Image-grounded pointing data
:::::
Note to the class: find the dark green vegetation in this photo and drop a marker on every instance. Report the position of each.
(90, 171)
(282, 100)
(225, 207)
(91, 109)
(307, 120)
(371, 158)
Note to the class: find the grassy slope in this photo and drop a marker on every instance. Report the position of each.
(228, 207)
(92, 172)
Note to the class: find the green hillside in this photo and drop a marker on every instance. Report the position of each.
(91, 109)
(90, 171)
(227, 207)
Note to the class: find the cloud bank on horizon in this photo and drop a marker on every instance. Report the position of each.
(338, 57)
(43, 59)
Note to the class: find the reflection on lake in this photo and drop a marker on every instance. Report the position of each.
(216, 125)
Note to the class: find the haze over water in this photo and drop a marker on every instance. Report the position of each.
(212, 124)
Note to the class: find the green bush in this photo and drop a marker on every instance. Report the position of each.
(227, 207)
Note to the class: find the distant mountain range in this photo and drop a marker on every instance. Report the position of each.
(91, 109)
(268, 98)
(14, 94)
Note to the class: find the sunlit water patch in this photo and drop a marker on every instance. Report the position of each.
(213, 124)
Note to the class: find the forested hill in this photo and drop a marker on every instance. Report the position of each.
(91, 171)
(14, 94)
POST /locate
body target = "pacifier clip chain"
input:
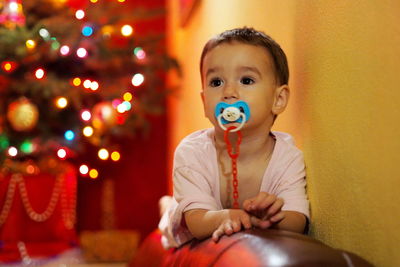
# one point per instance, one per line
(234, 157)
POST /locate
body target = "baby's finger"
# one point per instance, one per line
(266, 202)
(277, 217)
(247, 204)
(255, 221)
(217, 234)
(236, 226)
(246, 222)
(257, 200)
(274, 208)
(265, 224)
(228, 228)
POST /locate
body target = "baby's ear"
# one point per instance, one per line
(202, 100)
(281, 99)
:::::
* _Prompt_:
Leaving out every picture, copy exactly the lines from the one that contains "Note to the class: find the distant" through the end of the entries above.

* _Answer space_:
Note to the class: find the distant mountain range in this photo and drop a marker on every instance. Report the position of each.
(91, 109)
(268, 98)
(14, 94)
Note to the class: find the sunlit water patch in this photo and drop a marker on every instance. Report the position of each.
(213, 124)
Note to the class: find the forested hill in this photo and drop a marker on every instance. Report the position of each.
(91, 171)
(14, 94)
POST /locate
body target = "pacifier clip chain"
input:
# one point per instance, one per line
(234, 157)
POST /locate
body target = "baby's finger"
# one point per instance, one per line
(266, 202)
(277, 217)
(247, 204)
(255, 221)
(217, 234)
(236, 226)
(246, 222)
(257, 200)
(274, 208)
(265, 224)
(228, 228)
POST /locate
body target = "baby's ear"
# one point per instance, one per line
(202, 100)
(281, 99)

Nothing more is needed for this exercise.